**Etkinlik:** Aşağıdaki satırların tamamını, boş satırları dışarıda bırakarak her satıra bir dize düşecek biçimde JSON listesi olarak düzenleyiniz.

------ Veri Kümesi İçeriği ------

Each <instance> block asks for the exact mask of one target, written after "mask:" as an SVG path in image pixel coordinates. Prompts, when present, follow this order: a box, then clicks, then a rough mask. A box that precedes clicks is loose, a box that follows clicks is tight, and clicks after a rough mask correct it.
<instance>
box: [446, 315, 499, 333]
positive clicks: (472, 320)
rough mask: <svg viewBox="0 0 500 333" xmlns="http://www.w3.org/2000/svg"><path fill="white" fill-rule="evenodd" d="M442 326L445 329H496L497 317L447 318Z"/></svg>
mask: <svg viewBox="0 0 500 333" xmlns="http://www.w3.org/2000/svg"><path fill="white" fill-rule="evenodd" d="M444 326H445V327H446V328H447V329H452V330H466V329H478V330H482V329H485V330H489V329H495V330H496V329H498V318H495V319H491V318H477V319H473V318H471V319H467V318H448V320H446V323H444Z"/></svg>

------

**Ayrıntılı Çözüm:**
[
  "Each <instance> block asks for the exact mask of one target, written after \"mask:\" as an SVG path in image pixel coordinates. Prompts, when present, follow this order: a box, then clicks, then a rough mask. A box that precedes clicks is loose, a box that follows clicks is tight, and clicks after a rough mask correct it.",
  "<instance>",
  "box: [446, 315, 499, 333]",
  "positive clicks: (472, 320)",
  "rough mask: <svg viewBox=\"0 0 500 333\" xmlns=\"http://www.w3.org/2000/svg\"><path fill=\"white\" fill-rule=\"evenodd\" d=\"M442 326L445 329H496L497 317L447 318Z\"/></svg>",
  "mask: <svg viewBox=\"0 0 500 333\" xmlns=\"http://www.w3.org/2000/svg\"><path fill=\"white\" fill-rule=\"evenodd\" d=\"M444 326H445V327H446V328H447V329H452V330H466V329H478V330H482V329H485V330H489V329H495V330H496V329H498V318H495V319H491V318H477V319H473V318H471V319H467V318H448V320H446V323H444Z\"/></svg>"
]